▶ **Task inputs**
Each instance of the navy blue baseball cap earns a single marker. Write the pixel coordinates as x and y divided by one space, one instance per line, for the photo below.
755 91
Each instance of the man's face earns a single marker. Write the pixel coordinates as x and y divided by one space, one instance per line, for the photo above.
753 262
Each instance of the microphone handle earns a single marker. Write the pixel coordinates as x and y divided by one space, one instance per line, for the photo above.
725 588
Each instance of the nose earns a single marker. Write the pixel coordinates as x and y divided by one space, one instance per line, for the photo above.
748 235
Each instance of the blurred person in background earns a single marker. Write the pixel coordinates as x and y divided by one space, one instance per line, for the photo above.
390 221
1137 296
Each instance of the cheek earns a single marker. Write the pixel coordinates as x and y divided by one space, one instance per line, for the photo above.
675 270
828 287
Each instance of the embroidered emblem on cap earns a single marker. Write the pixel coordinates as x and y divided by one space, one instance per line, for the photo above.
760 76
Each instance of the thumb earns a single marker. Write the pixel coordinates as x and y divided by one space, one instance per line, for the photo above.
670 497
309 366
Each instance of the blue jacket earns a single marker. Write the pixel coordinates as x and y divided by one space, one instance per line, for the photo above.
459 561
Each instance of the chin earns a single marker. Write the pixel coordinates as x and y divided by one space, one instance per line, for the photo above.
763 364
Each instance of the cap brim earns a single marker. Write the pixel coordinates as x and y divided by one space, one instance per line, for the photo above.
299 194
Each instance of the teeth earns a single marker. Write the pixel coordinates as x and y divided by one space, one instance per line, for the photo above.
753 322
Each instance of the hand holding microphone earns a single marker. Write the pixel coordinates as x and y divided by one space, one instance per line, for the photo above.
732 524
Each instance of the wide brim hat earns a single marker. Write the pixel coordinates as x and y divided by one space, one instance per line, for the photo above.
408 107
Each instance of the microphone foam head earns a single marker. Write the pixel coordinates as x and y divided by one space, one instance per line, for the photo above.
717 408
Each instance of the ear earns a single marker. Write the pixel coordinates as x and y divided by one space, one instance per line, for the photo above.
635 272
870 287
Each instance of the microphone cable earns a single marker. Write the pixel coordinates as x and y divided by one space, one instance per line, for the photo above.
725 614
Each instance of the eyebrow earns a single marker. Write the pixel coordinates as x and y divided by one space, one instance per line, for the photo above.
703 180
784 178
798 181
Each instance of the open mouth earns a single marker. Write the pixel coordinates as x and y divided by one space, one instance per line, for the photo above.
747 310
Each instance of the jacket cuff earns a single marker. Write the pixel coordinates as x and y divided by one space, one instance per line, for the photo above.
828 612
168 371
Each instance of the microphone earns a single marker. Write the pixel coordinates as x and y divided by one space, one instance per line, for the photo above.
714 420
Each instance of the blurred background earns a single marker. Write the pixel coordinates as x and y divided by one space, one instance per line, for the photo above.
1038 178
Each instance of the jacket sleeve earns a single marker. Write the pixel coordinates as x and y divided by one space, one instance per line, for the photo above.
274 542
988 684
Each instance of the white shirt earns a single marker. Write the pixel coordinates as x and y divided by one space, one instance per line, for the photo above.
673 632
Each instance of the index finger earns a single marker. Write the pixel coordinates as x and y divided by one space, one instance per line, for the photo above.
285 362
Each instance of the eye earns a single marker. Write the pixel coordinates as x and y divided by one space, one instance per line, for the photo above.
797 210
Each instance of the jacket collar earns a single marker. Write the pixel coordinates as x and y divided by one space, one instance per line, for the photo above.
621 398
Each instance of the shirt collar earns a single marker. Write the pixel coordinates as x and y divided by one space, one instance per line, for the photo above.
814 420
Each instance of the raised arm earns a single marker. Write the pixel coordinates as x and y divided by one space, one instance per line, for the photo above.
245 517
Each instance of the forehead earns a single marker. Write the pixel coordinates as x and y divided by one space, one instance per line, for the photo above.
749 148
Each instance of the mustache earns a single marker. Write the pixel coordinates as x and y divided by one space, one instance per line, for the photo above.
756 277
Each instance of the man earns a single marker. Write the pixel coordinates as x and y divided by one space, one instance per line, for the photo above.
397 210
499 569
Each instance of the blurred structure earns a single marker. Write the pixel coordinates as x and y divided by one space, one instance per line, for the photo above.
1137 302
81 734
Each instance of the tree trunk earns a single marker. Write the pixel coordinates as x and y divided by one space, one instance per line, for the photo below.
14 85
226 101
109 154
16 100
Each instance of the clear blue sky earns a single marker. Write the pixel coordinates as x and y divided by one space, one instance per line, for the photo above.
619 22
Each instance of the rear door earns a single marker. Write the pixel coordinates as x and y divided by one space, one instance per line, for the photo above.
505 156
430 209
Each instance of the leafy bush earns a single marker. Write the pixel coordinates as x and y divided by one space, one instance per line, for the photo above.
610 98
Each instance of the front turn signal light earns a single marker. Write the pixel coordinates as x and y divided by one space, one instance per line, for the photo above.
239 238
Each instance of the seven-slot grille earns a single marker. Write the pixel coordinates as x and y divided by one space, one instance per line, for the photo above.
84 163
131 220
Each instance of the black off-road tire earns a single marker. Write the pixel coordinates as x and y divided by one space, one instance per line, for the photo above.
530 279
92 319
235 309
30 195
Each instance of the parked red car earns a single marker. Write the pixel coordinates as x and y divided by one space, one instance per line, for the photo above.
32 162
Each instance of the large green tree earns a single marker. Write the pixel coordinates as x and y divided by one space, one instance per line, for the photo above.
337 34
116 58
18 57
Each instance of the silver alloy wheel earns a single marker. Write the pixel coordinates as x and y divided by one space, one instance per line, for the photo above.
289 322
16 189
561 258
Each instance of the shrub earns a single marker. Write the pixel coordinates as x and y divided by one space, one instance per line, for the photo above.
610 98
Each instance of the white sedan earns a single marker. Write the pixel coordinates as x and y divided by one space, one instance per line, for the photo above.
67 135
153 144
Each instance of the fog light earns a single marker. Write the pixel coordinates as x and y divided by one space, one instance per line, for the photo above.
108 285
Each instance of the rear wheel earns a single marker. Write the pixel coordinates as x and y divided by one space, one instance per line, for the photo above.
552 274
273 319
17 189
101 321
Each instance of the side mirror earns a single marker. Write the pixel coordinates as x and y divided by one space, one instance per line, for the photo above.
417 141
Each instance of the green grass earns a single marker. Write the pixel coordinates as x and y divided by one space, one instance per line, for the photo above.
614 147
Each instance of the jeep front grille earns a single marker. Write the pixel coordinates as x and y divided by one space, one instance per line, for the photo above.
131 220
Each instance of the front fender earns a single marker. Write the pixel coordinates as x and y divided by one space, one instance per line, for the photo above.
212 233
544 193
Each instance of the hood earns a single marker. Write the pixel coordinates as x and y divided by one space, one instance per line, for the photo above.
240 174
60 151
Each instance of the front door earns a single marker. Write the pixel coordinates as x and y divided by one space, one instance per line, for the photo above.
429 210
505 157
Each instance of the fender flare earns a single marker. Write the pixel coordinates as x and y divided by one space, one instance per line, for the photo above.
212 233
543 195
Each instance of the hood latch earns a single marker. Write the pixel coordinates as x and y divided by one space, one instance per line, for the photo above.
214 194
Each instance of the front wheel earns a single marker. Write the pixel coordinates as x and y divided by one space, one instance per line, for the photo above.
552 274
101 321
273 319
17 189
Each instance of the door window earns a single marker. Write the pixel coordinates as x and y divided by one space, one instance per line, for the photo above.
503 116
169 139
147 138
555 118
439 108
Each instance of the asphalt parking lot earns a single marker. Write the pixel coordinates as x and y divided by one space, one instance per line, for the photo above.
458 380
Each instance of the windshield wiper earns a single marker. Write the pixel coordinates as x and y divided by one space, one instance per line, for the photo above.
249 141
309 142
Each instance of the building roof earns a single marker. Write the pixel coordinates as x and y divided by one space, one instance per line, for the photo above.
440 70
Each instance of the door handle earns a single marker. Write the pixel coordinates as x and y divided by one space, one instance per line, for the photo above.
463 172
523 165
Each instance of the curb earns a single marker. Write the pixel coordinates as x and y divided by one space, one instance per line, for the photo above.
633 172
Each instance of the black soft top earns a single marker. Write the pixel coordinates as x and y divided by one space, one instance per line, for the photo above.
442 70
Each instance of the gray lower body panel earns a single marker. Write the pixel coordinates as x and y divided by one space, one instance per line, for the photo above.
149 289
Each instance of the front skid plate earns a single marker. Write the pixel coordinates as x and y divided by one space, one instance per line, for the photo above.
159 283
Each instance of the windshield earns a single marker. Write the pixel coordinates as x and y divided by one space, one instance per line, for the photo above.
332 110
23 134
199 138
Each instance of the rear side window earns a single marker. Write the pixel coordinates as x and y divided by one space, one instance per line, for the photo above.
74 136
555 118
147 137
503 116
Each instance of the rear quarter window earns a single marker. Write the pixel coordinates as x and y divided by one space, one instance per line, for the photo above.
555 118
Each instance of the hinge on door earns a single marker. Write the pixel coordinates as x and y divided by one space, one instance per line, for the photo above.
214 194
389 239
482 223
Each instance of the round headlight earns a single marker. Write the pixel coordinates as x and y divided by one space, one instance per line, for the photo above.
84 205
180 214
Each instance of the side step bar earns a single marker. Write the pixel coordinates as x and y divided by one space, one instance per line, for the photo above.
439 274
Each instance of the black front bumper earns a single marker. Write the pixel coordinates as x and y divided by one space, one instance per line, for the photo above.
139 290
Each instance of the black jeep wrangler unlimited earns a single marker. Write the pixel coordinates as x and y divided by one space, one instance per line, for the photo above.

▶ **Exercise description**
Starting at the line that contains "Each instance of the rear quarter", print every line through the last one of the records, exactly and with nothing else.

▶ **Answer for the task**
Each instance of the rear quarter window earns a single marker. Write the pixel coordinates as x and y divided by one space, one instance per line, for the photo above.
555 118
Each instance of the hinge on door earns a single marker. Write the pixel coordinates as x and y divided by one space, one instance per line, for the photo above.
214 194
389 239
482 223
Each instance of the round headlight earns a single marker. Write the pixel coordinates as x and y divided by one space, one instance per line, for the photo above.
84 205
180 214
Each instance of the side step bar earns a single marker. Write the pixel coordinates as x and y divided by one space, one instance per line, for the photo above.
439 274
Each instance of the black front bumper earns a single marker. Write the pixel coordinates as x and y divided by one space, one instance per line, for the photo above.
139 290
Each instance of the black jeep wrangler unlimited earns a single marker. Write the pixel coordinates as x and y divided by one space, one instance per line, for the photo above.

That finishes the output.